** Opening Passage to read block **
Monday, Aug. 15, 1994
The Swagger of Defeat
By Kevin Fedarko
As a Red Cross nurse caring for injured and dying Tutsi slaughtered by Hutu fighters during Rwanda's civil war, Sara Rossi never anticipated that she might one day be forced to heal the men behind the atrocities. Yet that is what she now does in a Goma hospital: she tends to vanquished Hutu soldiers who fled across the border into Zaire. "We're saving the lives of those who did the massacres," she says. "They fell so low we couldn't turn our backs on them."
Along with the rest of their armed countrymen, these men bear responsibility for the tragedy that has engulfed Rwanda. It was the presidential guard, the army and its militia that took the lives of nearly half a million Tutsi civilians during three months of warfare. Last month, when they were defeated by the Tutsi-dominated Rwandan Patriotic Front, the Hutu soldiers spread rumors that the new government was killing Hutu civilians, igniting the panic that drove more than a million refugees across the border to Goma. Now, as an army in exile, these same men prolong the nightmare by discouraging their hungry, disease-ridden compatriots from returning home. Next, they defiantly vow to resume the war.
** Closing Passage to read block **
** Opening Entries provided block **
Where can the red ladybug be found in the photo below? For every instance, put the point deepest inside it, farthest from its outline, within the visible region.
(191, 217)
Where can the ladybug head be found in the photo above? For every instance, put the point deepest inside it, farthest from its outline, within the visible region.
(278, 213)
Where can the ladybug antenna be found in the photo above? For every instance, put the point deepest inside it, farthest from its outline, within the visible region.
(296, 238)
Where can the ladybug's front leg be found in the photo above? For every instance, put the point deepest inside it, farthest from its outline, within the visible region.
** Closing Entries provided block **
** Opening Entries provided block **
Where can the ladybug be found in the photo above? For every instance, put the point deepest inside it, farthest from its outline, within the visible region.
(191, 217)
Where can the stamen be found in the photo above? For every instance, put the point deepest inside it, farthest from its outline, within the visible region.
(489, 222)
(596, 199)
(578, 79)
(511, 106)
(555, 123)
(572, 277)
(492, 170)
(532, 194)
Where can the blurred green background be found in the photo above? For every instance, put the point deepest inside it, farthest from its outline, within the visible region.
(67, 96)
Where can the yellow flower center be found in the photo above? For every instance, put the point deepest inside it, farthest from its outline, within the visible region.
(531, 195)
** Closing Entries provided block **
### Problem details:
Reproduce the part of the article on Rwanda's defeated Hutu soldiers from "Along with the" to "resume the war.", word for word.

### Task answer:
Along with the rest of their armed countrymen, these men bear responsibility for the tragedy that has engulfed Rwanda. It was the presidential guard, the army and its militia that took the lives of nearly half a million Tutsi civilians during three months of warfare. Last month, when they were defeated by the Tutsi-dominated Rwandan Patriotic Front, the Hutu soldiers spread rumors that the new government was killing Hutu civilians, igniting the panic that drove more than a million refugees across the border to Goma. Now, as an army in exile, these same men prolong the nightmare by discouraging their hungry, disease-ridden compatriots from returning home. Next, they defiantly vow to resume the war.